## Tarea a resolver
Cuenta cuántas líneas de los registros de abajo contienen la palabra "bumper". Responde solo con el número.
......
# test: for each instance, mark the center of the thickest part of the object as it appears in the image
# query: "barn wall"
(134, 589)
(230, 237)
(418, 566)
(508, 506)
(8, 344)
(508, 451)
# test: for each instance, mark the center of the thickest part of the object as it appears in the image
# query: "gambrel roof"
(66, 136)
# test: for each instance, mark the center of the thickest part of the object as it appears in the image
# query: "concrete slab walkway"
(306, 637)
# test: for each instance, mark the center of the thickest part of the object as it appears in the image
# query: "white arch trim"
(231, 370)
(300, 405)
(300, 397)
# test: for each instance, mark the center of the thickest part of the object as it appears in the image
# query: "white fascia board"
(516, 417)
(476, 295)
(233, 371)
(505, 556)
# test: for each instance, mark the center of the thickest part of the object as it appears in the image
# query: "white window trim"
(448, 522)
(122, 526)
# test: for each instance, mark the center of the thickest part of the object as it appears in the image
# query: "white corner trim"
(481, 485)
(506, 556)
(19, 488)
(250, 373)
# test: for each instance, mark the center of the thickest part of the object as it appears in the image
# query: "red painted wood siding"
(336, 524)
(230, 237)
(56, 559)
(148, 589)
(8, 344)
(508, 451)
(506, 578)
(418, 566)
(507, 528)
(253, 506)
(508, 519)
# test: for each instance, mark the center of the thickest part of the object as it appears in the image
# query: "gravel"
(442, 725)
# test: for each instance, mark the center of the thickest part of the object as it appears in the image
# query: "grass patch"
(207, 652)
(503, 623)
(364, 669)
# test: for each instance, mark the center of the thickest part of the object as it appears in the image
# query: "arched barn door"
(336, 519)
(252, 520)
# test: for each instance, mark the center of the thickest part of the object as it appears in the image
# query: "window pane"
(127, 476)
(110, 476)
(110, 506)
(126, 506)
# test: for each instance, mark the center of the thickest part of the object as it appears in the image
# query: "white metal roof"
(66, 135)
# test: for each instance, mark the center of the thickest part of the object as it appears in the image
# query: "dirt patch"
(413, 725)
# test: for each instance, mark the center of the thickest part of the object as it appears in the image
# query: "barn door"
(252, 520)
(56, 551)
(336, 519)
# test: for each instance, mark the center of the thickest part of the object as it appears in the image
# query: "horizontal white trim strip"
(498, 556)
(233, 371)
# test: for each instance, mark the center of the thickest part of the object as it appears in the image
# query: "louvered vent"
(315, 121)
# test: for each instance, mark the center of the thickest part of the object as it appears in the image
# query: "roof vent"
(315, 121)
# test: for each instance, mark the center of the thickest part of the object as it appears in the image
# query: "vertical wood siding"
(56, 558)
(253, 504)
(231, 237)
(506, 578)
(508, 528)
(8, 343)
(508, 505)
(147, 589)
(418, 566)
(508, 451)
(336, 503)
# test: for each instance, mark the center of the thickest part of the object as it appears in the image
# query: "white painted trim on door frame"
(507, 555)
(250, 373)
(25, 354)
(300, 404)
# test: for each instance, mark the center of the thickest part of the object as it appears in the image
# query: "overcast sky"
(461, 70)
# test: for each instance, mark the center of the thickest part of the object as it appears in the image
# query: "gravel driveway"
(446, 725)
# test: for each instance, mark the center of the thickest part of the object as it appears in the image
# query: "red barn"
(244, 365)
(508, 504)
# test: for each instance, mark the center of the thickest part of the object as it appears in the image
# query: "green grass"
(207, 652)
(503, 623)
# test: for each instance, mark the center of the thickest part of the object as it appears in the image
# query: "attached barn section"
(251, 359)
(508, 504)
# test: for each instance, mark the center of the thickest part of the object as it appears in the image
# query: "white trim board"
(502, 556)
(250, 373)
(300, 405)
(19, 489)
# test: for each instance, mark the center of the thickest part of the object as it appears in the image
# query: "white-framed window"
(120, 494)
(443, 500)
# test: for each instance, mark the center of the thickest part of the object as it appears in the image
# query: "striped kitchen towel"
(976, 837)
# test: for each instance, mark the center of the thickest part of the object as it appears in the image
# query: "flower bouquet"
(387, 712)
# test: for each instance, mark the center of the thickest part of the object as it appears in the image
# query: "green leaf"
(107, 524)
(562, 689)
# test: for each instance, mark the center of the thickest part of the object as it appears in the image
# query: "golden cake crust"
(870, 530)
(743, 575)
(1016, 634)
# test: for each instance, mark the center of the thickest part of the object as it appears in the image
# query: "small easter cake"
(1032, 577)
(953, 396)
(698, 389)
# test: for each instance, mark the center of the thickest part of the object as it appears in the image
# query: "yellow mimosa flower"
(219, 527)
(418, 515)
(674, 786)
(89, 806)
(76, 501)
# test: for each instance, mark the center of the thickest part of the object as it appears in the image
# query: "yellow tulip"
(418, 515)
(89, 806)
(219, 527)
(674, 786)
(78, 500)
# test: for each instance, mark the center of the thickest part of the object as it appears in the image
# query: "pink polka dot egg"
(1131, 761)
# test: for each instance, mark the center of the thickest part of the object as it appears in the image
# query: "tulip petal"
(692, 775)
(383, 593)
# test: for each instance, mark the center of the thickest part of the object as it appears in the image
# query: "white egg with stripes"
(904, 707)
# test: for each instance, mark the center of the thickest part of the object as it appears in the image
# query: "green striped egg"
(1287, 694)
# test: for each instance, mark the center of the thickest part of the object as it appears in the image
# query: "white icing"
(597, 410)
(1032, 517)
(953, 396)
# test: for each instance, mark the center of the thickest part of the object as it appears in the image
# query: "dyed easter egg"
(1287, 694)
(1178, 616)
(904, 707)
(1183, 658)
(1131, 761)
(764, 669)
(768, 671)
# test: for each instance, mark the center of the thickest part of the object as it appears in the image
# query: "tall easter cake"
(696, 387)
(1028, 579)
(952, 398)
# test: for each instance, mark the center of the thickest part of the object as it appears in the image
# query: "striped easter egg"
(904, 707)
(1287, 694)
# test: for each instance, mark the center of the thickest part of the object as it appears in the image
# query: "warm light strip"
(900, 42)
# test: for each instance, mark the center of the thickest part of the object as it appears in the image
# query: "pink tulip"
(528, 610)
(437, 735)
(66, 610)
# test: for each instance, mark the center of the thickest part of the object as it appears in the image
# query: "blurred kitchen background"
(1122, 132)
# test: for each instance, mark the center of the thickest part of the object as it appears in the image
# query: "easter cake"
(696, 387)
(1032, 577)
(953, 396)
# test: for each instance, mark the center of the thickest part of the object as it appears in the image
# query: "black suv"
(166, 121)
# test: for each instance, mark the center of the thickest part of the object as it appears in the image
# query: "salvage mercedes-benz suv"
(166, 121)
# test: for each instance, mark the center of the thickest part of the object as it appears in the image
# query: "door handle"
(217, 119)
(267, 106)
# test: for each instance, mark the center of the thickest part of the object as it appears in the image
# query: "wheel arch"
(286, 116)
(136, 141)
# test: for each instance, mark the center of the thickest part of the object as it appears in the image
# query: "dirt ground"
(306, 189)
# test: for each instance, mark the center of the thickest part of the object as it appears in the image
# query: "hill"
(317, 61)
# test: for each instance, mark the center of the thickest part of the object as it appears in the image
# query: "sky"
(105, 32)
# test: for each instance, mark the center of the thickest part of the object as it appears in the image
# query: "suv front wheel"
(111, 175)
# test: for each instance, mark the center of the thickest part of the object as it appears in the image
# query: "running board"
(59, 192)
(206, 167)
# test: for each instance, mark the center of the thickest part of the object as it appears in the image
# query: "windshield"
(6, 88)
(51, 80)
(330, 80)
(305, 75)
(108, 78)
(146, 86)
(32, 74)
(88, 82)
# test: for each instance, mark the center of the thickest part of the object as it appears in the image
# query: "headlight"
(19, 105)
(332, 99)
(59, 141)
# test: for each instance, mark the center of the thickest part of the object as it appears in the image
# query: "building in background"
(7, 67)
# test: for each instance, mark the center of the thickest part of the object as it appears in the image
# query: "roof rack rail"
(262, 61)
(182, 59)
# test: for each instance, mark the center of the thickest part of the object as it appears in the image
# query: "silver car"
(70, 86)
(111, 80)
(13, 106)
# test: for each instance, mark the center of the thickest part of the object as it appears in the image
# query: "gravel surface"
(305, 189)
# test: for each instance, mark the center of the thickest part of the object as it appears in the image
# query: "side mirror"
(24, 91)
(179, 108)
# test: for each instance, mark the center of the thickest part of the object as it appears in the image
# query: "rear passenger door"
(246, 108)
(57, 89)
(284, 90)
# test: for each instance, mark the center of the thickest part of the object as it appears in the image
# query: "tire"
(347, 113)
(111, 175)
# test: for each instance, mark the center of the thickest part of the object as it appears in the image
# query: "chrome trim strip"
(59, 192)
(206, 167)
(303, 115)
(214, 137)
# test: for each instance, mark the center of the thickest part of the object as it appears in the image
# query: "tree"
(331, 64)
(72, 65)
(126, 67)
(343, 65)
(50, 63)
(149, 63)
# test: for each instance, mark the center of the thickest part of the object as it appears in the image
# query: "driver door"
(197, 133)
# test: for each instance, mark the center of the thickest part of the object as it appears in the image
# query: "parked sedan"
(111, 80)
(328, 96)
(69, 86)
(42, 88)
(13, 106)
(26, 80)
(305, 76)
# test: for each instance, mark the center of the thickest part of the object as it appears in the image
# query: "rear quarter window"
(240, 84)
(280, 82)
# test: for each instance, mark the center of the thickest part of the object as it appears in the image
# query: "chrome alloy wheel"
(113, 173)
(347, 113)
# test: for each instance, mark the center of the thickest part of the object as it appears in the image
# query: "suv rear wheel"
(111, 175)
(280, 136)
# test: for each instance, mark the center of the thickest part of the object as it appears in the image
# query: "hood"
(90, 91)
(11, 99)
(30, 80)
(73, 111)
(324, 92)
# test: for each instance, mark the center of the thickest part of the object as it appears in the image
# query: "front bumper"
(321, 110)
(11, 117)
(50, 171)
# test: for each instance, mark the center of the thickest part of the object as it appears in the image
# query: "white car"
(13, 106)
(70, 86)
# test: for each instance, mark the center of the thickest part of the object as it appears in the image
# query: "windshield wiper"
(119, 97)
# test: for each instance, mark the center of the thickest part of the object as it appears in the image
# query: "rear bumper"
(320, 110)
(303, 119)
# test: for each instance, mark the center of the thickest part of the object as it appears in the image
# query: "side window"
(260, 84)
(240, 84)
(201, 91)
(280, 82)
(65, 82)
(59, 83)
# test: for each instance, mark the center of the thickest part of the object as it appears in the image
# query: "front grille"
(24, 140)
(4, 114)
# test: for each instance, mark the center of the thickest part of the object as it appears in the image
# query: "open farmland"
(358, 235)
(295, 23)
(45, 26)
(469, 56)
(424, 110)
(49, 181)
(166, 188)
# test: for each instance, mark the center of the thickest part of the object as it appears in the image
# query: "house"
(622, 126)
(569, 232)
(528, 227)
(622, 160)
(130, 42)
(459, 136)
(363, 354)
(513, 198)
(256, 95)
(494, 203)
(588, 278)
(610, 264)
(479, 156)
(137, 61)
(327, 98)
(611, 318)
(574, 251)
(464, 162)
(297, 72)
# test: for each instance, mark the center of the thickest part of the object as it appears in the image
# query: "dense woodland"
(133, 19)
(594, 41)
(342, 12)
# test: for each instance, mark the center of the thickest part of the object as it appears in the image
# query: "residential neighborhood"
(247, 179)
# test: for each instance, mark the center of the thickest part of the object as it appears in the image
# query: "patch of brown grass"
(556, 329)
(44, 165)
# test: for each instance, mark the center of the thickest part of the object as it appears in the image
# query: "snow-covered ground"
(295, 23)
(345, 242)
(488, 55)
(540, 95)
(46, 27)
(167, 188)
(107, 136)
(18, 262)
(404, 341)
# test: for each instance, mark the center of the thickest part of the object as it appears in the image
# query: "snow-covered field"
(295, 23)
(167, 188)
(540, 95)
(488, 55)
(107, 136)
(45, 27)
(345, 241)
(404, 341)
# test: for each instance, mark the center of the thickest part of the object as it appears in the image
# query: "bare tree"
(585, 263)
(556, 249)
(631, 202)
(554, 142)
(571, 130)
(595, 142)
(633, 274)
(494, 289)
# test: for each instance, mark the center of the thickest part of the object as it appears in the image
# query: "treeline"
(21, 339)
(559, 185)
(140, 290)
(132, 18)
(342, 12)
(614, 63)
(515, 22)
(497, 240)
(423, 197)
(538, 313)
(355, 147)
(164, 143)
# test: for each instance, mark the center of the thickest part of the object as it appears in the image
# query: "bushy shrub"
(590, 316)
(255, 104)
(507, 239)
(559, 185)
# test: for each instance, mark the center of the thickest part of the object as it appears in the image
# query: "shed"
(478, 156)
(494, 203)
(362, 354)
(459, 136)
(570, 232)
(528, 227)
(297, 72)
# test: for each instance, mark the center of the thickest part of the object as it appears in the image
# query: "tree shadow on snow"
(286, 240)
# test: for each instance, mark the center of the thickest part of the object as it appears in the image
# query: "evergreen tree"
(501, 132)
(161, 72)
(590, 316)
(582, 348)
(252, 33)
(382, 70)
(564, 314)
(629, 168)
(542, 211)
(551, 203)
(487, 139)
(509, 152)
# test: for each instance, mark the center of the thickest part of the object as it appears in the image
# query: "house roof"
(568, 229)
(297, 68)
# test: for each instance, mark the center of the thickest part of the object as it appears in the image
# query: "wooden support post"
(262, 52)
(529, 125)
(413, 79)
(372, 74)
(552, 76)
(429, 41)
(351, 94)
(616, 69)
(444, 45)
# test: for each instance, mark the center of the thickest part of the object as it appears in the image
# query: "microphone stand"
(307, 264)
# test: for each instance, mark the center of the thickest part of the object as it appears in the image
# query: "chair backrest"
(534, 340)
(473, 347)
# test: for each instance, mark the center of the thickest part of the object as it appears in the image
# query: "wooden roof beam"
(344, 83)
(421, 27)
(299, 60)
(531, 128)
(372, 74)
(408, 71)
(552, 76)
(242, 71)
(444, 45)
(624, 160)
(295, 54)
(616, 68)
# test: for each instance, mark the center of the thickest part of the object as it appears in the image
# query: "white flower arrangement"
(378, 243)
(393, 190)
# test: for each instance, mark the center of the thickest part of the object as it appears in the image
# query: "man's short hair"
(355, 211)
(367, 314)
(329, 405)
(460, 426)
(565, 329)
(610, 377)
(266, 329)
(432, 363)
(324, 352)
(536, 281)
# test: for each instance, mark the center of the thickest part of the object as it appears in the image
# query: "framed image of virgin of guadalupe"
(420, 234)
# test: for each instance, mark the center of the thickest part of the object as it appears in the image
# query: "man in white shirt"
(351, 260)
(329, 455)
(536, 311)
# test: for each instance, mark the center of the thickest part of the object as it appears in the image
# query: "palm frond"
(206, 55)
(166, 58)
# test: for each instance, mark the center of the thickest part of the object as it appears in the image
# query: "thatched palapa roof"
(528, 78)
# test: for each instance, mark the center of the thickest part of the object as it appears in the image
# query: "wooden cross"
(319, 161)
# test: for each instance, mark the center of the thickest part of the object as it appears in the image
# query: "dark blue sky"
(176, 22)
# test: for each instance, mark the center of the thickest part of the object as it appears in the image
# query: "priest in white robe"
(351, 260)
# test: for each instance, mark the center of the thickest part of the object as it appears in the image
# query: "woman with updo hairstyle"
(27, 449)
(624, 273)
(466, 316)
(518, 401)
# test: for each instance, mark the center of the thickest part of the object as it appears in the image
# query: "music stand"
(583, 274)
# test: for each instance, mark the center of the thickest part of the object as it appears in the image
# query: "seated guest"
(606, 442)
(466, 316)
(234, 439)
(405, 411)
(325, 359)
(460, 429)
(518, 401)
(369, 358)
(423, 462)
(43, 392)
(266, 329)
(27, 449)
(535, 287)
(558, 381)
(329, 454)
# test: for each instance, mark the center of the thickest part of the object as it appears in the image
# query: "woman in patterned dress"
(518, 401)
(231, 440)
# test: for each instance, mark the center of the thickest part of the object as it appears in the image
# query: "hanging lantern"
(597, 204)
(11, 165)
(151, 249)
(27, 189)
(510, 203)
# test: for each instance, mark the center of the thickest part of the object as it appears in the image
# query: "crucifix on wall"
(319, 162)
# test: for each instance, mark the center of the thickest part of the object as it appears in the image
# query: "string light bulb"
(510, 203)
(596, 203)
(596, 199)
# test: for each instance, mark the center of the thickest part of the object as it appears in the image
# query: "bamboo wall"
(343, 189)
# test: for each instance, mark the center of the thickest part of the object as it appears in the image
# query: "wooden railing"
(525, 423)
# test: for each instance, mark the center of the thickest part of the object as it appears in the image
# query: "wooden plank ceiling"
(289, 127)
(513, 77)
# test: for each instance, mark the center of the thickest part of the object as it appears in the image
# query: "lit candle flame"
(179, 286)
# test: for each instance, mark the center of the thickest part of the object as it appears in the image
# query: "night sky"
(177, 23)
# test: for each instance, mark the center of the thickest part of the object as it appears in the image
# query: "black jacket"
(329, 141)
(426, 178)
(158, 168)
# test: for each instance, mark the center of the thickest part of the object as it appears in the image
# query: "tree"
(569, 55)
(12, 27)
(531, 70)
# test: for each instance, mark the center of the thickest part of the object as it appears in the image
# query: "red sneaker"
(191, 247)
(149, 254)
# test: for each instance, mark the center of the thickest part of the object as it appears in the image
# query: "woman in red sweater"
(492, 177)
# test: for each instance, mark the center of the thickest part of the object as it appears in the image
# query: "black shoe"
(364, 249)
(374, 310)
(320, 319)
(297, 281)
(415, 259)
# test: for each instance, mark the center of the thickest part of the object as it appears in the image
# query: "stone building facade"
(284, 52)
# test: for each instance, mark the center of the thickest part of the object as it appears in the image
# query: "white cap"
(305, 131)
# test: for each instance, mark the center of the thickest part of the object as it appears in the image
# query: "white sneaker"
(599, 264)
......
## La respuesta
2